## Study text
▼▼▼
We all have moments that are frozen in our memory. The exact time we learned about a major world event or made an impactful decision. The recollection of a personal milestone. A visceral feeling of pure joy or sadness or anger.
A few in my lifetime:
- Being cramped in small classroom in 9th grade as we watched the Space Shuttle Challenger take off… then explode;
- Turning on the tv early one September morning and watching in horror and confusion as the second tower collapsed;
- Clad in my pajamas sitting on the couch with my partner, Nancy, fingers crossed, as the Supreme Court decision came in striking down Proposition 8 and, therefore, making gay marriage legal in California;
- Surrounded by my beloved Gateway team, making the decision to close Gateway High and Gateway Middle last March to concerns about COVID-19.
On Friday, I had another one of those moments. Nancy, and I were driving to Santa Cruz to begin a weekend-long celebration of my mom’s 80th birthday. I was trying to transition to weekend mode, but at the same time, I still felt tied to my cell phone to make sure all was well at school. I looked down at my phone and saw that I had five new text messages, rarely a good sign.
After battling cancer multiple times and needing intense medical care on and off for years, my hero, Ruth Bader Ginsburg, had died.
Like many of you, I am devastated and grieving at the loss of Ruth Bader Ginsburg. And, at the same time, I want to throw a world-wide RBG Appreciation Party.
▲▲▲
## Provided data
▼▼▼
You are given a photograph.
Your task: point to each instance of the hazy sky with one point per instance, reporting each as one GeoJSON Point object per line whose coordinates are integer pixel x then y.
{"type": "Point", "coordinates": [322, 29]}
▲▲▲
## Exercise directions
Please carry on the essay about Ruth Bader Ginsburg's death, picking up after its final sentence. You won't need the data.

## Output of the exercise
Ruth Bader Ginsburg’s life and legacy changed the opportunities available to generations of women and girls, as well as how we view our place in the world. She inspired us to hope, to think, and most importantly, to dissent.
At only 5’ 1”, she was the definition of strength. She fought discrimination, convention and systemic barriers. She battled cancer four times. And, have you seen her workouts???
I love the way she relied on both her intellect and her heart. She was never the loudest or the flashiest, but, she knew what she stood for, she was committed to the public good, and she was dogged and strategic in her pursuit of it.
She was a brilliant mind, a fighter, a trail blazer, a tireless champion of the underdog, a pop culture icon, and someone who truly believed in the importance of listening to those with different perspectives.
Often, leaders are called “fearless.” Our fearless leader. I bet Ruth Bader Ginsburg had plenty of fears. Fears of losing important and precedent-setting cases. Fears about the impact of her tremendous workload on her family. Fears of finally succumbing to cancer. Fears about the future of our country. But she never let her fears stand in her way.
Yes, Ruth Bader Ginsburg was extraordinary. She was one of a kind. But we can each channel aspects of her in our own way. We can keep her alive through our actions, through our willingness to embrace fear and to stand up for what’s right. We can teach our children about her and other heroes, like John Lewis, who spent their lives working to move America closer to its promise. We can each step up in advance of this coming election and in the face of discrimination, racism, and hate.
In a year filled with loss and pain, this one really stings. I say, let’s all don our best RBG wigs and robes, take some time to let the impact of her life and death settle in, then fight like hell!